-- BEGIN DATA FOR PROCESSING --

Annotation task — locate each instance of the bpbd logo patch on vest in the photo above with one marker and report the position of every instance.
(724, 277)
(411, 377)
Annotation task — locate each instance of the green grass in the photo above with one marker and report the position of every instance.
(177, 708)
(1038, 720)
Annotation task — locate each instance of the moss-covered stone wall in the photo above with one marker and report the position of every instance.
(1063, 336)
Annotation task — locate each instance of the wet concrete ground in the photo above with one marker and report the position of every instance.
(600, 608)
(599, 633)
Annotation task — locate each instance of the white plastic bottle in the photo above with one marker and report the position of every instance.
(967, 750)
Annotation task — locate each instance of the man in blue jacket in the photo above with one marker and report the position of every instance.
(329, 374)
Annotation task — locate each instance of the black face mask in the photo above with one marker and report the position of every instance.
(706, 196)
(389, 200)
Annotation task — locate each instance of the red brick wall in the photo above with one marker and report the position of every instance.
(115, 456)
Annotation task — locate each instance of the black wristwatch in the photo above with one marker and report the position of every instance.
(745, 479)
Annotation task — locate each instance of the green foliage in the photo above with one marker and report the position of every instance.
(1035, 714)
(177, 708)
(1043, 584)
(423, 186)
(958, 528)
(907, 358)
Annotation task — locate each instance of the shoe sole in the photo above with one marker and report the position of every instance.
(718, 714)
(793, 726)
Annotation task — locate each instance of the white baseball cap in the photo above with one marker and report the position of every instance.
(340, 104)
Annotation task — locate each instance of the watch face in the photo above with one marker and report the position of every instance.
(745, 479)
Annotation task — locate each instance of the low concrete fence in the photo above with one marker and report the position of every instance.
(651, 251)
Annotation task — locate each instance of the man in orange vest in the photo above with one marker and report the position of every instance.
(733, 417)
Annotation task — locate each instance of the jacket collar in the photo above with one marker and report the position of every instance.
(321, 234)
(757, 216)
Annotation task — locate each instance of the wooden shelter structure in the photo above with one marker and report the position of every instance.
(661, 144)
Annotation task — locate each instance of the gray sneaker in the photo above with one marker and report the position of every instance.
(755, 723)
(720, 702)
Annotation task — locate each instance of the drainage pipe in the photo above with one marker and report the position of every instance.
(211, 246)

-- END DATA FOR PROCESSING --

WHAT IS ASKED: Render every entry above as a two-column CSV with the header row text,answer. Each entry gets one row, with its text and its answer each in a single quoted field and any line breaks replaced by spaces.

TASK SOLUTION:
text,answer
"Annotation task — locate each instance of the bpbd logo patch on vest in the photo above with one marker and report the position of every instance.","(724, 277) (411, 377)"
"Annotation task — locate each instance of the green grass in the photo above with one marker and report the position of every instance.","(177, 708) (1038, 720)"
"Annotation task — locate each instance of the moss-covered stone wall in the photo above with one marker and report the position of every instance.","(1063, 336)"
"Annotation task — locate each instance of the wet concrete ground in the photo above with one marker and report the position of every instance.","(600, 608) (599, 633)"
"Annotation task — locate each instance of the white plastic bottle in the photo above with one marker and report the position of every instance.","(967, 750)"
"Annotation task — locate each instance of the man in blue jacket in the photo above with one marker and report the position of every instance.","(329, 374)"
"Annotation task — locate each instance of the black face mask in the photo above with one marker and report the position of every instance.","(706, 196) (389, 200)"
"Annotation task — locate each instance of the red brick wall in the photo above with one marker and report the position of every instance.","(115, 456)"
"Annotation task — locate each instance of the black wristwatch in the photo above with one marker and report the position of every instance.","(745, 479)"
"Annotation task — locate each instance of the green foliage in the photo above with one marker and report the position of every instance.","(1035, 714) (177, 708) (1043, 584) (423, 186) (958, 528) (907, 358)"
"Annotation task — locate each instance of the shoe sole in the photo above with one marker and report the position of every instance.","(718, 714) (793, 726)"
"Annotation task — locate each instance of the white baseball cap in the photo above with one marker and report the position of every instance.","(340, 104)"
"Annotation task — locate each instance of the watch face in the photo above with one marker and report the position of every instance.","(745, 479)"
"Annotation task — locate each instance of the low concrete fence in the photo above with one marker and report the position of every instance.","(651, 251)"
"Annotation task — locate each instance of the man in orange vest in the photo above with one marker and report the position of every instance.","(733, 417)"
"Annotation task — locate each instance of the jacket collar in the photo above with one marker and report the position of every instance.","(321, 234) (757, 216)"
"Annotation task — locate each instance of the wooden shelter structure in the photo above with one marker and report the position of every instance.","(661, 144)"
"Annotation task — locate each instance of the gray sneaker in the photo above with one marker and report the position of every instance.","(755, 723) (720, 702)"
"Annotation task — locate each instance of the drainage pipe in the photo above with one marker and report the position of every instance.","(211, 246)"